Problem details: Print every entry below again word for word, without changing anything.

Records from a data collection

<<<<

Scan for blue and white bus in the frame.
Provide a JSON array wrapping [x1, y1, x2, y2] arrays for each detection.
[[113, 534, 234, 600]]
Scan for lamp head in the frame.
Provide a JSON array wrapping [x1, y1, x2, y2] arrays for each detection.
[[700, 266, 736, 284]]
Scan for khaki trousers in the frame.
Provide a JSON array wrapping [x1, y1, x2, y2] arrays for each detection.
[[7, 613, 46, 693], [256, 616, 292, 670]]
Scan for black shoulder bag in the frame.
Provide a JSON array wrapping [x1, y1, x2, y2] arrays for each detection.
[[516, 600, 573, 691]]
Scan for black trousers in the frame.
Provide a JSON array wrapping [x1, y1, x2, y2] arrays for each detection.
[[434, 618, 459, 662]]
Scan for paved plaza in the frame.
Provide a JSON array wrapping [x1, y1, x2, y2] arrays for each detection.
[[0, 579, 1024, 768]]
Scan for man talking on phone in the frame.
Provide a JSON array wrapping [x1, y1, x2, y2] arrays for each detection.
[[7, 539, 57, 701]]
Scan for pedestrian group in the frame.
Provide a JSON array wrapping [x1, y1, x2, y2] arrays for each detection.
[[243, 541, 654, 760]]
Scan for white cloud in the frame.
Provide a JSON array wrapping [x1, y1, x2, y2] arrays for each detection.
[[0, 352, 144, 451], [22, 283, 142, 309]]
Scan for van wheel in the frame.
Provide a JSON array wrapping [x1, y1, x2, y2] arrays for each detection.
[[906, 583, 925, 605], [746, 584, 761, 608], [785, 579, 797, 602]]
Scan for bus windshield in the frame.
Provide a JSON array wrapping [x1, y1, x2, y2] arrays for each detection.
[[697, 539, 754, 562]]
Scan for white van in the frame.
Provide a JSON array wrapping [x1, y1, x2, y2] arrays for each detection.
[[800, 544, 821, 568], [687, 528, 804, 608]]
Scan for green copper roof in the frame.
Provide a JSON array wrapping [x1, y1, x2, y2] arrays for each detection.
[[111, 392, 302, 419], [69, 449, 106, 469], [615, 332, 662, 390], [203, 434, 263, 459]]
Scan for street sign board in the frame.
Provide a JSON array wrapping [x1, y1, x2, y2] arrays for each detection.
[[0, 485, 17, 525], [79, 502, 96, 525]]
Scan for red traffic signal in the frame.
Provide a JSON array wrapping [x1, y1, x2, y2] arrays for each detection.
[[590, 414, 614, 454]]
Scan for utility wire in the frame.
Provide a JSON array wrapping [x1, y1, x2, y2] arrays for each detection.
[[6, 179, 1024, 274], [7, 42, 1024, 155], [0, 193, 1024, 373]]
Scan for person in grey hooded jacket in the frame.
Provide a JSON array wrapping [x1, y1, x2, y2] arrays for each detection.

>>>>

Solution:
Scan for blue and white bus in the frame.
Provide a JSON array wrapping [x1, y1, x2, y2] arrays for each detection.
[[113, 534, 234, 600]]
Scan for lamp head in the frame.
Provide a JSON array wrapping [x1, y1, x2, y2] arrays for each detection.
[[700, 266, 736, 284]]
Scan for khaki trousers in the frame.
Provide a JSON array wrapping [x1, y1, x2, y2] arrays for each detection.
[[7, 613, 46, 693], [256, 616, 292, 670]]
Scan for black shoulder bag in the frame.
Provide a JSON array wrapping [x1, y1, x2, y2] arrays for each detection.
[[516, 600, 573, 691]]
Scan for black trousers in the frame.
Provide a JSON array wrapping [x1, y1, x2, y2] arrays for each detection.
[[434, 618, 459, 662]]
Scan for paved plaza in the frame.
Provide a JSON array wrapping [x1, y1, x2, y2] arrays for each detection.
[[0, 579, 1024, 768]]
Scan for man talking on phone in the frame.
Provide a JSON array wrapping [x1, y1, x2, y2] arrays for each detection.
[[7, 539, 57, 701]]
Scan for pedestrian group in the frame.
Provide a JSON array wrapping [x1, y1, x2, y2] arrays for each detection.
[[243, 541, 654, 760]]
Scan for white cloud in the frame.
Provide a JSON array wrapping [x1, y1, x2, y2] arrays for each detection.
[[0, 352, 144, 451], [22, 283, 142, 309]]
Scan for van wheel in the frame.
Provide a JSON array wrapping [x1, y1, x2, y2] arrays for each detection.
[[906, 583, 925, 605], [746, 584, 761, 608], [785, 579, 797, 602]]
Scan for bus windshield in the frame.
Provide a JSON array wrapping [x1, y1, x2, y2] arrays for each detection.
[[697, 539, 754, 562]]
Scan for white van in the frame.
Provide a JSON array wrapping [x1, y1, x2, y2] arrays for each detection.
[[800, 544, 821, 568], [687, 528, 804, 608]]
Scan for green copper roof in the frame.
Provide a JSON array wrapping [x1, y1, x2, y2] arrays for each detection.
[[111, 392, 302, 419], [69, 449, 106, 469], [615, 332, 662, 390], [203, 434, 263, 459]]
Scan for street sign board in the frame.
Provide a JSON array wrapping [x1, y1, x2, y2] arrays for each detection.
[[0, 485, 17, 525], [79, 502, 96, 525]]
Scan for red traffic signal in the frame.
Provide a JSON array wrapping [x1, y1, x2, y2] arrays for each detection.
[[590, 414, 614, 454]]
Scan for utility wire in the frame.
Provide a JSON array wrapping [x1, y1, x2, y2] arrays for each detection.
[[6, 179, 1024, 274], [7, 42, 1024, 155], [0, 193, 1024, 373]]
Scan for person in grey hooded jacket in the frame.
Provide a JSON array wrapping [x1, y1, x2, y2] arrays for each detection.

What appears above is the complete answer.